━━━━━ Data for this task

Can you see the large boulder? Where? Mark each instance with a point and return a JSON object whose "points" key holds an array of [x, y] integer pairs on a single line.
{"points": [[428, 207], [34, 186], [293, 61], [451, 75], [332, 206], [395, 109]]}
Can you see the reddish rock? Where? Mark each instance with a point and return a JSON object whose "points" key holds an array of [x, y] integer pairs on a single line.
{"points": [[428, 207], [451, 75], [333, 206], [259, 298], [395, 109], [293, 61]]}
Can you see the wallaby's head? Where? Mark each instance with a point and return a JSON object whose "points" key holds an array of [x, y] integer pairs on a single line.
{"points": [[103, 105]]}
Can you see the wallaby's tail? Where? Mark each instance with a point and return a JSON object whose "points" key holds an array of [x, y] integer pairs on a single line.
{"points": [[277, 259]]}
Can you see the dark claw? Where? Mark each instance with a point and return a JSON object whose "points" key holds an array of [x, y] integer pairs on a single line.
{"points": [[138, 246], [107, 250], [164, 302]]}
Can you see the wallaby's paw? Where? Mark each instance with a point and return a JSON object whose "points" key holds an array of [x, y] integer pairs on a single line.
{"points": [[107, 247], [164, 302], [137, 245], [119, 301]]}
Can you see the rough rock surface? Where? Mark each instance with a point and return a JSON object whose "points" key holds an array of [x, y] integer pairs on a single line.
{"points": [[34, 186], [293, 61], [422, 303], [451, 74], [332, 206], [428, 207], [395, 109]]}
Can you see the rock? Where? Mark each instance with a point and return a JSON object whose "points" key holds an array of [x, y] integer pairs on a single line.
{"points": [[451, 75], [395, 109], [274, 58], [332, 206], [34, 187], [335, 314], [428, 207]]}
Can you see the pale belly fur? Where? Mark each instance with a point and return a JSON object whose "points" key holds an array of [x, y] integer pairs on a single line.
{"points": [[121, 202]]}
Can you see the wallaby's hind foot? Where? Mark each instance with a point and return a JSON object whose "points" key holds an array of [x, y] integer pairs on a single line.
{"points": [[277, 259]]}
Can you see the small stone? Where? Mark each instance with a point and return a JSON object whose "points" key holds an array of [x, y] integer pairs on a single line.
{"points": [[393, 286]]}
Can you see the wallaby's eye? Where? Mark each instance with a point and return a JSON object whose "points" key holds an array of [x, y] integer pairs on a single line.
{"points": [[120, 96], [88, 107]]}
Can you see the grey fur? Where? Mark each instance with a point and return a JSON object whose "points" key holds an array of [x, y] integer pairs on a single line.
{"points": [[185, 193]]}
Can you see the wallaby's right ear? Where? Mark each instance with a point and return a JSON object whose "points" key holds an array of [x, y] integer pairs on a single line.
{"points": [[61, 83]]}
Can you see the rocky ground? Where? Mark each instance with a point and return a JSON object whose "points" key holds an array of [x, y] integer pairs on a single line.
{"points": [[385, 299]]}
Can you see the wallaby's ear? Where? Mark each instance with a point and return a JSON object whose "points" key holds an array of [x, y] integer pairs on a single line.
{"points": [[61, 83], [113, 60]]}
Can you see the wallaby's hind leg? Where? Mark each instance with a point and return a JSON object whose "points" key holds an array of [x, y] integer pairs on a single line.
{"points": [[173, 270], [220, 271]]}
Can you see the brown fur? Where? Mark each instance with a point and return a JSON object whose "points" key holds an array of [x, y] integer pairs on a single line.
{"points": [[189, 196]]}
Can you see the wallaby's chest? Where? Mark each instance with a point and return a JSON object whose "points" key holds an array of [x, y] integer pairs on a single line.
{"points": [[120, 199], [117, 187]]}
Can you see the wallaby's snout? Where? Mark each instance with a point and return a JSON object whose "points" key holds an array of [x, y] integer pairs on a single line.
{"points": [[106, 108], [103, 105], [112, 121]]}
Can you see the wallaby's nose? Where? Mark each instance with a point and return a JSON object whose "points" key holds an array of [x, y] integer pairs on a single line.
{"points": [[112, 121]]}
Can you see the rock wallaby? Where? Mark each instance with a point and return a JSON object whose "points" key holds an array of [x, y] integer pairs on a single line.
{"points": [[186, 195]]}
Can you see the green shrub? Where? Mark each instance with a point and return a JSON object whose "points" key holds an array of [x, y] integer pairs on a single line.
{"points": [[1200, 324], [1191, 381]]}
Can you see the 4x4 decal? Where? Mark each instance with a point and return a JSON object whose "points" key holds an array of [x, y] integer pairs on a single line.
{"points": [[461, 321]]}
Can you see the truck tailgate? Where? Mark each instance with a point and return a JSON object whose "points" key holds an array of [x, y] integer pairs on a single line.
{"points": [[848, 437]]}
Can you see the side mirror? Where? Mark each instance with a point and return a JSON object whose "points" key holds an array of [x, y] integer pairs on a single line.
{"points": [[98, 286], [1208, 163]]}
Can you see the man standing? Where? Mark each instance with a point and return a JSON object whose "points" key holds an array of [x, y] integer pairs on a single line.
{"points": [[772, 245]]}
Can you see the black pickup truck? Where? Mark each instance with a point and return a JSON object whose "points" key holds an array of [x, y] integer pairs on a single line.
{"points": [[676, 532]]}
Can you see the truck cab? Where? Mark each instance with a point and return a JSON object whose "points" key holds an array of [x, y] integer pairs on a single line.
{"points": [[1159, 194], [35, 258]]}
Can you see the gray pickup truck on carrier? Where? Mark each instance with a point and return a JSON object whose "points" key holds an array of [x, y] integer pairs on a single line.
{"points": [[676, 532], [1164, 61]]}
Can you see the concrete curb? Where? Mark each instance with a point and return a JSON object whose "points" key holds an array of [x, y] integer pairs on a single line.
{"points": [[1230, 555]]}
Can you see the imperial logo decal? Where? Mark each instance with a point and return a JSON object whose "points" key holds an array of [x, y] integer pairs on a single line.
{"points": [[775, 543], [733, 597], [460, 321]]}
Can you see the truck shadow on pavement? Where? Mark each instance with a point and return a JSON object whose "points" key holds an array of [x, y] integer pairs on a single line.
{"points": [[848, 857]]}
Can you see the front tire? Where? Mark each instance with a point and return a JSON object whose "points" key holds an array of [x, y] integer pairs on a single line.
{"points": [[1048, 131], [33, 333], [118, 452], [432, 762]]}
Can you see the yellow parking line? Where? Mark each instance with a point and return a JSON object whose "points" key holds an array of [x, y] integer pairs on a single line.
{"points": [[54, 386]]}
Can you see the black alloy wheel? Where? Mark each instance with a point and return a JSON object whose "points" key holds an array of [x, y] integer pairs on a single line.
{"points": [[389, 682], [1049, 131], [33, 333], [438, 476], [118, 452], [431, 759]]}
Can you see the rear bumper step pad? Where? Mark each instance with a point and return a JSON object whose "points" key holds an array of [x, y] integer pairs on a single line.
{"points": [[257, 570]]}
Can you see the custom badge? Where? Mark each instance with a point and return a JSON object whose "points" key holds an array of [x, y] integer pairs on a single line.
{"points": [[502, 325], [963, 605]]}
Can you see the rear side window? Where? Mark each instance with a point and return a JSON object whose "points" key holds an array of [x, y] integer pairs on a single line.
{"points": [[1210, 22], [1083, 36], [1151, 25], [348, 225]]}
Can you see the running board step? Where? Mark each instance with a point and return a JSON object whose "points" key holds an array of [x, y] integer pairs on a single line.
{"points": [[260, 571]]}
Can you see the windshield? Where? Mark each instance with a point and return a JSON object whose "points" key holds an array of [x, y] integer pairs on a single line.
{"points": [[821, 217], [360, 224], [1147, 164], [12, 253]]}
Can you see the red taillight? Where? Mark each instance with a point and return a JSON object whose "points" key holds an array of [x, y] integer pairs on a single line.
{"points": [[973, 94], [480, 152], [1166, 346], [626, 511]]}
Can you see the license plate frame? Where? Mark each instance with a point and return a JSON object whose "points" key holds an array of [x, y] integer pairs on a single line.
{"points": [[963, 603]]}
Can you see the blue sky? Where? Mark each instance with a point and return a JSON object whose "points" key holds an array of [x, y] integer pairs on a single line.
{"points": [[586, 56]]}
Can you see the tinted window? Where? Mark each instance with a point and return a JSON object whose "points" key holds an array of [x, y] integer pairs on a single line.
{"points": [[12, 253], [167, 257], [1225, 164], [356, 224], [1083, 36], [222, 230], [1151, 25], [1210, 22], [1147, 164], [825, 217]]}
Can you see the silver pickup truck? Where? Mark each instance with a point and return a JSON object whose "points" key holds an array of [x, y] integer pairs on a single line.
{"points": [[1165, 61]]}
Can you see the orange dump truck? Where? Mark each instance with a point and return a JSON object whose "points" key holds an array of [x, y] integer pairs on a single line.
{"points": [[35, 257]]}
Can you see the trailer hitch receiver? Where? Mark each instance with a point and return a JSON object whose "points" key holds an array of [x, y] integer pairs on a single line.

━━━━━━━━━━

Problem description: Reproduce the lines from the one with "Can you see the license" to the end of the data exactly, leaving out every earlier line.

Written response:
Can you see the license plate frame? Where? Mark each instance with a point and return a JSON object whose "points" key holds an array of [x, y] integer pairs on a single line.
{"points": [[963, 603]]}
Can you see the blue sky? Where? Mark each instance with a point and return a JSON object whose "points" key holds an array of [x, y] integer pairs on a single line.
{"points": [[586, 56]]}
Can you see the tinted window? Where? Mark each instance with a point and return a JSON object whose "points" key holds an array of [x, y] integer pairs on a single line.
{"points": [[12, 253], [167, 257], [1225, 164], [356, 224], [1083, 36], [222, 230], [1151, 25], [1210, 22], [1147, 164], [825, 217]]}
Can you see the silver pickup truck? Where? Mark each instance with a point and return a JSON object whose "points" key holds an array of [x, y] integer pairs on a single line.
{"points": [[1165, 61]]}
Can you see the orange dump truck? Where? Mark each instance with a point and return a JSON object whose "points" key holds an array of [x, y] integer pairs on a single line.
{"points": [[35, 257]]}
Can you see the trailer hitch receiver? Where? Mark each instance with a point and return a JSON object whose "points" key holds an array of [x, y] integer pairs on a single line.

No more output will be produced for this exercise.